• [Data provided]:
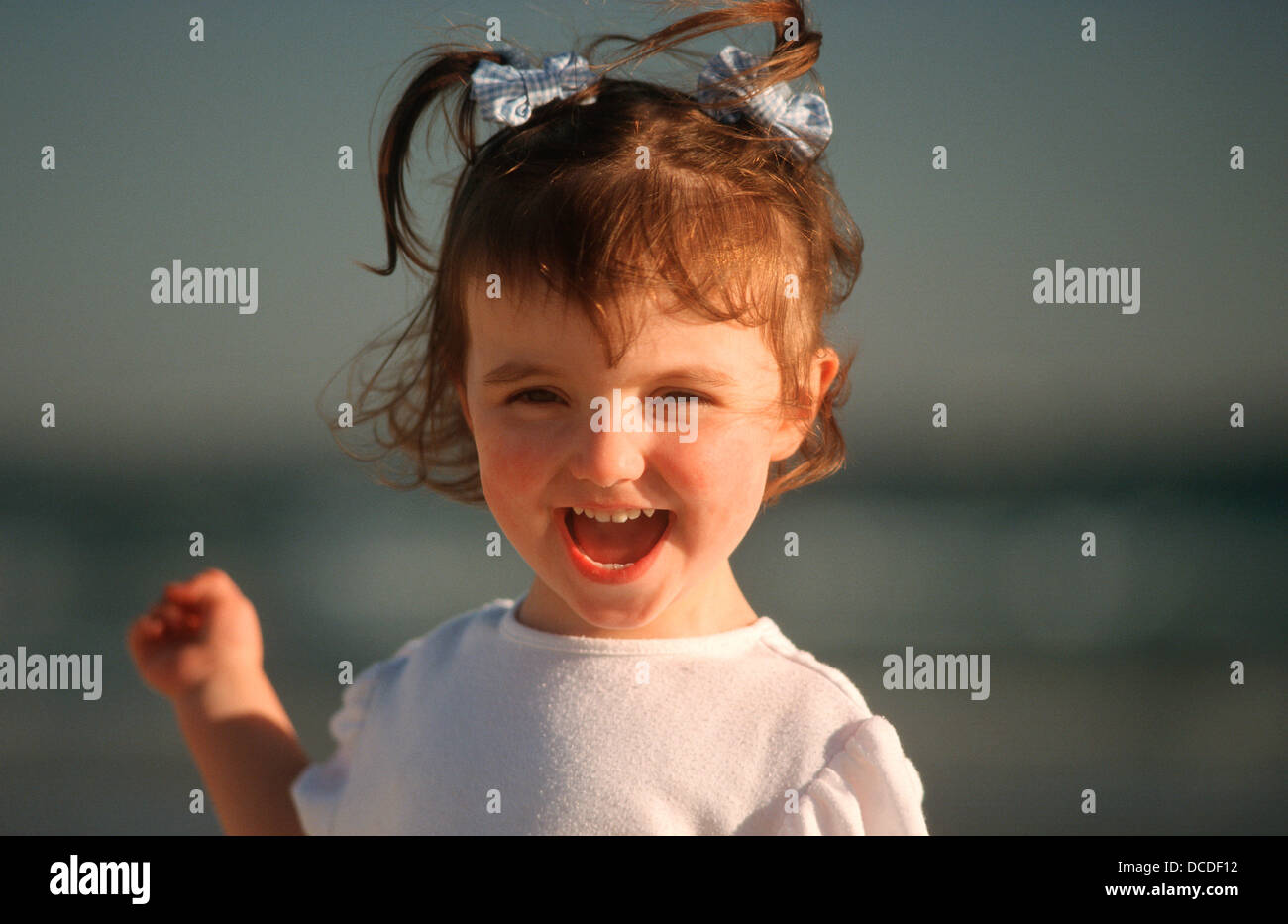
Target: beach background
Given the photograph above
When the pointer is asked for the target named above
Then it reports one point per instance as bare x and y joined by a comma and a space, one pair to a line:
1107, 673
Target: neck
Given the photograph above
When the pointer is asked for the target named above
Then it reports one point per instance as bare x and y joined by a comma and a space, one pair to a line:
715, 605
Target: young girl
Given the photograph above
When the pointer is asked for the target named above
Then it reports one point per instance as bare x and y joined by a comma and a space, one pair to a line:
614, 245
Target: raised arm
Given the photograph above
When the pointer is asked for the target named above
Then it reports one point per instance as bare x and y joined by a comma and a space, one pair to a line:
201, 646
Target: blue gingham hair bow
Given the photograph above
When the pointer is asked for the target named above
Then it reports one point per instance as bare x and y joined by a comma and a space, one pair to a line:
509, 93
802, 116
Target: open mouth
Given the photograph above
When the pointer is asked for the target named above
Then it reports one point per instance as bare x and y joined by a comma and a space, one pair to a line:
616, 541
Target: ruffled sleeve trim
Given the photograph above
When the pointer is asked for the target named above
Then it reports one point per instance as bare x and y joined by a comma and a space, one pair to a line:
868, 787
317, 790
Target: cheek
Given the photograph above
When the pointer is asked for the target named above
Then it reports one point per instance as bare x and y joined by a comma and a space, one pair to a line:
513, 462
724, 468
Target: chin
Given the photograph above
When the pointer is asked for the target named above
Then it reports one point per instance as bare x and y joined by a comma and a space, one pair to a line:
621, 617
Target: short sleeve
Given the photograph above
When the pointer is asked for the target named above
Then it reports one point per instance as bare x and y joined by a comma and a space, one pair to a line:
317, 791
868, 787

• [Task directions]: Change "pointer" to "locator" everywhere it occurs in the entries above, leaving all other text as it stands. Reproduce every entry but omit the pictures.

• [Answer to this task]:
Target: beach background
Given the photograph above
When the locator is asked for the target named above
Then it reports one point per instance as bare x and y joined by a comma and a space, one pair to a line:
1107, 673
Target: neck
Given the photograph above
When the locator is asked for the target named above
Then it reports one point per instance as bare x and y joined by a comma and a space, one pair to a line:
715, 605
Target: young girl
Given the photograph above
When the locator is asked for the target named above
Then it reports one point per instance as bare x and y joined by a comma and a space, one pair to a line:
614, 245
Target: raised arm
Given the photograph above
When the locator is asked for the target named above
Then it reports one point per instance as bare x and y joined by a comma and a space, one pair to a line:
201, 646
Target: blue gingham hair bow
Given the photograph above
When the locator is asked for the target named above
Then it reports one point per instance as bare x and y joined by a comma and a space, one pair to a line:
509, 93
802, 116
Target: open mouth
Given the photograph above
When the locator is asked for the target named above
Then it reports one point per instance as bare x and y joined by a comma and a space, one pair to a line:
616, 541
Target: ruffled sleeve trim
Given the photograph above
When the locator is asked for the target named above
Then it reports one point per instance as bare x and y joined by a comma and a space, one pair to a line:
868, 787
317, 790
Target: cheek
Given the photograph above
When the locator is asked for the target named above
Then it reports one point per instance as bare x and y joined by a comma and a space, one pair to a line:
513, 462
724, 468
Target: chin
Given the photograph above
When the locator is asked for the target named above
Then it reports one point per instance as bare x and y joined by a comma and a space, one pair to a line:
621, 617
Target: short sleeve
Given the photograph above
When the locator is asked for the target named above
Then it reports one point per instance as bare x and y joined by a comma and a space, one pair to a line:
317, 791
868, 787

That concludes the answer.